--- Information Enclosed Below ---
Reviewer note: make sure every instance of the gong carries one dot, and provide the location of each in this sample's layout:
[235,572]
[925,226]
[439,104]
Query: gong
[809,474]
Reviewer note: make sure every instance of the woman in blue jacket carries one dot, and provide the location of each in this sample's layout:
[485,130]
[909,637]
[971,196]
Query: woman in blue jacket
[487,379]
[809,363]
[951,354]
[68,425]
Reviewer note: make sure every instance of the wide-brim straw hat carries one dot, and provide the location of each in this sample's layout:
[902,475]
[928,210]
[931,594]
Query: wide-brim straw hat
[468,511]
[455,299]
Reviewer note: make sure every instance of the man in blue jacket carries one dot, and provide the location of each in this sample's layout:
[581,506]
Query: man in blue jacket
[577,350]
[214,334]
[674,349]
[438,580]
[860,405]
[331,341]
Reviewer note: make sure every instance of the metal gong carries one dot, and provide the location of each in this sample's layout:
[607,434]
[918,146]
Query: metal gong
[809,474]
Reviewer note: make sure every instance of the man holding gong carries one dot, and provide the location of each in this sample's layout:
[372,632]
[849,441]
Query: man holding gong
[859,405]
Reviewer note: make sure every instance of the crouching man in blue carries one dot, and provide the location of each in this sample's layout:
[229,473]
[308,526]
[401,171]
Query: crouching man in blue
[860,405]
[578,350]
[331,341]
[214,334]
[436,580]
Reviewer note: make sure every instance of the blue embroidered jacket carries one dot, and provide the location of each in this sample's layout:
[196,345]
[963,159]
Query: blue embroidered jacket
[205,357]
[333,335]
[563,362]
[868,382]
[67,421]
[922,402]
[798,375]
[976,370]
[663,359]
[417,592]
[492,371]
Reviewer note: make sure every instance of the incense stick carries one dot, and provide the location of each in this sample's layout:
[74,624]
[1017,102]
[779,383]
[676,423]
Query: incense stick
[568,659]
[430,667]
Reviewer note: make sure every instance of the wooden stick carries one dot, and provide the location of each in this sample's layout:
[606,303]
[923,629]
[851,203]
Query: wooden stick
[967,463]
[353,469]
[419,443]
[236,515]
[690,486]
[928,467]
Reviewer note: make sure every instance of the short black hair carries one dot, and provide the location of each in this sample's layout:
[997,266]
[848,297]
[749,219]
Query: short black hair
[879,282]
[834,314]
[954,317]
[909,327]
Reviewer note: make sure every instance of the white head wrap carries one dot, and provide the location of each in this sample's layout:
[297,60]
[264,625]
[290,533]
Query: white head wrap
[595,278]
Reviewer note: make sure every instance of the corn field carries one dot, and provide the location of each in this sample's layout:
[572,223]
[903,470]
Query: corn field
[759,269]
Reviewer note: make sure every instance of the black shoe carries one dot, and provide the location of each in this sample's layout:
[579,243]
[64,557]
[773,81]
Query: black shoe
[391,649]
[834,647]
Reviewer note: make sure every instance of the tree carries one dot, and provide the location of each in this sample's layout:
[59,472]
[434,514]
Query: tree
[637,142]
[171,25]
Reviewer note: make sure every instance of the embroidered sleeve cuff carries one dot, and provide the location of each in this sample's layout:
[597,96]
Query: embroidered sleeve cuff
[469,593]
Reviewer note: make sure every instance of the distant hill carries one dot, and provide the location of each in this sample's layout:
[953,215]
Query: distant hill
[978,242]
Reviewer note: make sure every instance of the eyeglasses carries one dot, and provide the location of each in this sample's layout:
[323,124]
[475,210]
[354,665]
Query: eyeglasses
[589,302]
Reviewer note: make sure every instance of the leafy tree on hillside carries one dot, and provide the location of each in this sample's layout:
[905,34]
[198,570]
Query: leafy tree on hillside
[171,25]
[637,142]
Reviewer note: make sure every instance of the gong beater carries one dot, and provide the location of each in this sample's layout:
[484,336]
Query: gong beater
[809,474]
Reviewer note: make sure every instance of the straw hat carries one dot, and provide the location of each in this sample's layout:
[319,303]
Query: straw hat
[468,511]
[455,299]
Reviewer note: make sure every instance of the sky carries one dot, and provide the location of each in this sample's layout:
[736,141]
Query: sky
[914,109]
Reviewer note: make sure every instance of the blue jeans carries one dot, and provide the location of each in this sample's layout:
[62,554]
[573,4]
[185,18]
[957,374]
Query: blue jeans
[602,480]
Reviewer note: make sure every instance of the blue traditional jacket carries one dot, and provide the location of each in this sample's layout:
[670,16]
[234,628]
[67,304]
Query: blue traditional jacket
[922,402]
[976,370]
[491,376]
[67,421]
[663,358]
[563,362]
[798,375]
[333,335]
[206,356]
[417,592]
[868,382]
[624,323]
--- End of Enclosed Information ---
Activity: Reproduce all of the data exactly as given.

Your solution:
Reviewer note: make sure every instance of the gong carries one dot, and provide the location of each in this sample's layout:
[235,572]
[925,226]
[439,104]
Query: gong
[809,474]
Reviewer note: make sure every instance of the woman in blue jacket carries one dot, and provide the location of each in this sample's layout:
[485,130]
[909,637]
[971,196]
Query: woman in blue jacket
[487,379]
[809,363]
[951,354]
[68,425]
Reviewer note: make sure every instance of the wide-brim straw hat carries one dot, and provide the location of each in this sample's layout:
[902,475]
[928,210]
[931,594]
Query: wide-brim straw hat
[468,511]
[455,299]
Reviewer note: make sure every instance of the man in blue jacket carries one dot, and provide the location of each in this sample's layout:
[581,506]
Query: man in blue jacket
[577,350]
[214,334]
[674,349]
[438,580]
[860,405]
[331,341]
Reviewer note: make sure every instance of the metal gong carries one dot, and provide the location of each in this sample's layout:
[607,434]
[918,146]
Query: metal gong
[809,474]
Reviewer note: make sure every instance of the man holding gong carries one dot, and provide the location of each in this sample's layout:
[372,632]
[849,441]
Query: man holding gong
[859,405]
Reviewer note: make sure every instance of the crouching man in blue carries one dot, and provide the location of each in this sample's layout:
[229,473]
[308,526]
[401,171]
Query: crouching man in blue
[860,405]
[578,350]
[331,341]
[214,334]
[436,580]
Reviewer note: make sure every instance of the blue embroidered jacket carries one dot, and provide the location of each in this sample's layout:
[196,345]
[963,159]
Query: blue embroidered jacket
[205,357]
[333,335]
[563,362]
[868,382]
[67,421]
[922,402]
[798,375]
[976,370]
[663,359]
[417,592]
[492,371]
Reviewer note: make sure every instance of the incense stick carries one dot, and provide the location of each in this sample's layout:
[74,624]
[1017,102]
[779,383]
[676,423]
Query: incense stick
[568,659]
[430,667]
Reviewer note: make sure every instance of the wooden stick carries one dot, and provide the location of each in this sample's layout:
[606,303]
[923,629]
[851,203]
Query: wooden stick
[967,463]
[353,469]
[419,443]
[236,515]
[690,486]
[928,467]
Reviewer note: make sure every instance of the short black hair carries one dot, and provide the location of each in this sample's layout:
[997,266]
[848,297]
[749,219]
Query: short black hair
[879,282]
[834,314]
[954,317]
[909,327]
Reviewer note: make sure every instance of the white head wrap carries one dot, and provide the location of each in this sample's layout:
[297,60]
[264,625]
[290,533]
Query: white head wrap
[595,278]
Reviewer note: make sure every instance of the corn field carries one dot, and provide the location of each in this sample's layout:
[572,223]
[903,470]
Query: corn field
[759,269]
Reviewer note: make sure every instance of the black shoe carries one dot, and provide the location of each in this sample's layout:
[579,243]
[64,557]
[773,81]
Query: black shoe
[391,649]
[834,647]
Reviewer note: make sure every instance of the tree carries one dot, and provide the location of each in this sample's layout:
[59,472]
[434,514]
Query: tree
[637,142]
[171,25]
Reviewer note: make sure every instance of the embroidered sleeve cuff carries one dot, and provide the location of each in this sample's layout:
[597,96]
Query: embroidered sleeve cuff
[469,593]
Reviewer note: make sure every instance of the distant hill carries one dot, and provide the location of each in this sample's layout:
[953,215]
Query: distant hill
[978,242]
Reviewer note: make sure every instance of the eyeglasses carries one dot, and provide the location of each in this sample's layout:
[323,124]
[475,210]
[354,665]
Query: eyeglasses
[589,302]
Reviewer note: make sure every instance of the leafy tree on hillside carries one dot, and provide the location of each in this sample's layout:
[905,34]
[198,570]
Query: leafy tree on hillside
[171,25]
[637,142]
Reviewer note: make sure every instance of the gong beater carries one dot, and provide the location of each in this sample's layout:
[484,336]
Query: gong beater
[809,474]
Reviewer note: make sure every instance of the straw hat carries one dot, and provide the location of each in this sample's layout:
[319,303]
Query: straw hat
[468,511]
[455,299]
Reviewer note: make sure every instance of the sky carries one dot, and provide the location of each in this sample's layout:
[736,141]
Query: sky
[914,109]
Reviewer note: make sure every instance of the blue jeans carries one dot, and provide the location of each in this sample's layout:
[62,554]
[573,4]
[185,18]
[957,374]
Query: blue jeans
[602,480]
Reviewer note: make sure every instance of the blue traditional jacket carries one dot, and provide the location of each in this sample's layout:
[670,16]
[234,628]
[67,304]
Query: blue traditional jacket
[922,402]
[976,370]
[491,376]
[67,421]
[663,358]
[563,362]
[798,375]
[333,335]
[206,356]
[417,592]
[868,382]
[624,323]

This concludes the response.